Timothy replied:  “Expel him from the monastery.”  So the Abbot expelled him from the community.

That same day the same temptation fell on the holy Timothy, and he spent the entire night crying and weeping, saying: “I have sinned, O Lord, have mercy on me.”  And  “I have sinned, O Lord, forgive me.”

At dawn, God spoke to Timothy and said: “Timothy, this happened to you because you sinned against your neighbor in the time of his trial.”

Our task as Christians is not to be the moral police of those around us.   Our duty is to rid ourselves of all blindness so that we can first see our own sins and repent.  Then we will see clearly God’s Kingdom and walk the way of the Cross to get there, inviting neighbor, family, friend and enemy to join us on the way.

[Having had to deal with sexual abuse in the Church, I will add that the above thought applies to many of our interactions with people.  However there are cases which require extra wisdom, courage and love to discern.  We are not to be foolishly blind to evil, nor are we to ignore or enable sexual predators or abusive leaders – we have a duty to love and protect those who are vulnerable from those who would sin against them or lead them into sin.  And we have to figure out how to love the sinner as well.  Being a disciple of Christ doesn’t give us a pass from having to deal with evil or  complex problems.]

Christian: What Does It Mean to Be Successful?

 The cross of Christ is central to our spiritual lives and to the glory we will obtain from God.

Taking up the cross to follow Christ is essential to our discipleship.  We cannot be Christians unless we do what Christ commanded:  Take up our cross and follow Him.

This week as you fast, pray and prepare yourself to celebrate the Resurrection of Christ, focus on the cross bearing we are called to do.

__Data excerpts__:
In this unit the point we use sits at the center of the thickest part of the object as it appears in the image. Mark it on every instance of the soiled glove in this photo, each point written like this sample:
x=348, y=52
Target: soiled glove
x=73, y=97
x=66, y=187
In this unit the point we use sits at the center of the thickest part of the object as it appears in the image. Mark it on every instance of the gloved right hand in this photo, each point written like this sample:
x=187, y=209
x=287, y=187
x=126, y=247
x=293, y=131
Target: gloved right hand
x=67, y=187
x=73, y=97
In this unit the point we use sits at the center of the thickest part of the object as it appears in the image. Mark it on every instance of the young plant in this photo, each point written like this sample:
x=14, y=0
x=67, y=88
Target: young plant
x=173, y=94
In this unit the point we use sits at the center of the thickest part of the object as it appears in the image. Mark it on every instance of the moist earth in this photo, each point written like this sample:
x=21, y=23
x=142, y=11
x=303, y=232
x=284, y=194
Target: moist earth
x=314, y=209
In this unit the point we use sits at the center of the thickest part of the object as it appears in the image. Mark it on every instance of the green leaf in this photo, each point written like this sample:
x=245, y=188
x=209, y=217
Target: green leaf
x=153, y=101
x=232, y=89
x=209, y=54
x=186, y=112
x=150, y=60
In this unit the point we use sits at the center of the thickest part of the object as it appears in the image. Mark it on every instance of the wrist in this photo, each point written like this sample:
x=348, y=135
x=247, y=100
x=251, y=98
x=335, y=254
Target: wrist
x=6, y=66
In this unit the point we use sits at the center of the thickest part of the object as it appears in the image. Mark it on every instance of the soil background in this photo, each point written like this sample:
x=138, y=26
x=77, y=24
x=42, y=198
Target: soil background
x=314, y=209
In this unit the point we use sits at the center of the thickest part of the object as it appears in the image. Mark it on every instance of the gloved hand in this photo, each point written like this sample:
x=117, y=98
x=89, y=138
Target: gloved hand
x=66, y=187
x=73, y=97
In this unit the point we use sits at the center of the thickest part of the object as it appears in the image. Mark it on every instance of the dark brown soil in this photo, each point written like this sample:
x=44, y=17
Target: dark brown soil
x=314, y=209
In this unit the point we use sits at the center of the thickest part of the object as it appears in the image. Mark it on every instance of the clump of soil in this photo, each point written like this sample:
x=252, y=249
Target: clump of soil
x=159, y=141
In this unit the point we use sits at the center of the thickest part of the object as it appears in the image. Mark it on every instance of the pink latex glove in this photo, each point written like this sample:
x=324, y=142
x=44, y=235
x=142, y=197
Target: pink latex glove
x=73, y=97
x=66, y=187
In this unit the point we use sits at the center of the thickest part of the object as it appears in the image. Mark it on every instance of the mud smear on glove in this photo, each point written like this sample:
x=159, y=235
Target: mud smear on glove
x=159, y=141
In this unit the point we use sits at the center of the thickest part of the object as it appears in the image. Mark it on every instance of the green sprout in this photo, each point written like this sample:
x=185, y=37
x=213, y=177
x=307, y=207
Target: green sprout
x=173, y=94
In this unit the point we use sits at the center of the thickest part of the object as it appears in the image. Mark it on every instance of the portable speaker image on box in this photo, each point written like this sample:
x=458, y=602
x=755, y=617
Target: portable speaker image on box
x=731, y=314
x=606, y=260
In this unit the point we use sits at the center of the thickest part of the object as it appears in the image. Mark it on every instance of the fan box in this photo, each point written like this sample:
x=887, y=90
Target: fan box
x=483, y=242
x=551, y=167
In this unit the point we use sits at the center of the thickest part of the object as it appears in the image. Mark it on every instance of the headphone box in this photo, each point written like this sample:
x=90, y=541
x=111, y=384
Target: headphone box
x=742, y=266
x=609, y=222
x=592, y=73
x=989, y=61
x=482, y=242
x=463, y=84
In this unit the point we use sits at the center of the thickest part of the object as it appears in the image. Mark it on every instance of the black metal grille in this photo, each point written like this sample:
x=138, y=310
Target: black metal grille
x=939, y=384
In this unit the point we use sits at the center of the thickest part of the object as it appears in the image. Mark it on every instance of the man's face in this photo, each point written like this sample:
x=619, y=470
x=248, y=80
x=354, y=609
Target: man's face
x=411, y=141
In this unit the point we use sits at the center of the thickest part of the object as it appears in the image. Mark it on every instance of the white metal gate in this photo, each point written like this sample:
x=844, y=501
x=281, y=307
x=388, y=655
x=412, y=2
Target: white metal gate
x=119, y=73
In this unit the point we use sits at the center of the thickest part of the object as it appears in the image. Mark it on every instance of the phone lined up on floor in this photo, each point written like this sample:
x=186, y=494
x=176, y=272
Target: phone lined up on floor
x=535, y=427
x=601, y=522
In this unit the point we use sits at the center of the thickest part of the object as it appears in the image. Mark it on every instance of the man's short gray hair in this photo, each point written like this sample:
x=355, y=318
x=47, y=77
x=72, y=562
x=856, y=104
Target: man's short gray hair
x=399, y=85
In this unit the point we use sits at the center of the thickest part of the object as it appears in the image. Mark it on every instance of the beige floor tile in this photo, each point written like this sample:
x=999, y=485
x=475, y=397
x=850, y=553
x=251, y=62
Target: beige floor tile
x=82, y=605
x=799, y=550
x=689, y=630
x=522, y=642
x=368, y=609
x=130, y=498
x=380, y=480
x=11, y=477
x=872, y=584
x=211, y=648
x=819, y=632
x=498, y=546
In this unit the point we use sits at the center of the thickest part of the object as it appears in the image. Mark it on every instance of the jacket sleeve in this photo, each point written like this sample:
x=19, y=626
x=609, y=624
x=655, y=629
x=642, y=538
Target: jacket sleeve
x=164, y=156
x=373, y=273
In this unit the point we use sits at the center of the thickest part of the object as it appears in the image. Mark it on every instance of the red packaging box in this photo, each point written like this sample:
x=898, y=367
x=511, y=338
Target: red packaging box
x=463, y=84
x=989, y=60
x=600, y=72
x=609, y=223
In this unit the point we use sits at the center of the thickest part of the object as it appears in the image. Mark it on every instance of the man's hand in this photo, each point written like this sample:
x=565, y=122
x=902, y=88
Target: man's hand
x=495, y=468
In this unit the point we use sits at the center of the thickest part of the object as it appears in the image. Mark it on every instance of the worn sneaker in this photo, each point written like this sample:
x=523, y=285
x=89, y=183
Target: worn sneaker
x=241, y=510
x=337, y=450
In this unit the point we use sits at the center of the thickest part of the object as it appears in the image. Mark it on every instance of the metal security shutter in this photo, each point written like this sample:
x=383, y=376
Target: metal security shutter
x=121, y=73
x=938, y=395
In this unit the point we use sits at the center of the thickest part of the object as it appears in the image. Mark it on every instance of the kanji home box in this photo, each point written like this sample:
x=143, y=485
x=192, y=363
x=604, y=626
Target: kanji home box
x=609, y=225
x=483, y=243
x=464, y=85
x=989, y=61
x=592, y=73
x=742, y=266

__Exercise brief__: List every statement that appears inside quotation marks in the passage about Timothy and the cross above.

__Expected answer__:
- "Expel him from the monastery."
- "I have sinned, O Lord, have mercy on me."
- "I have sinned, O Lord, forgive me."
- "Timothy, this happened to you because you sinned against your neighbor in the time of his trial."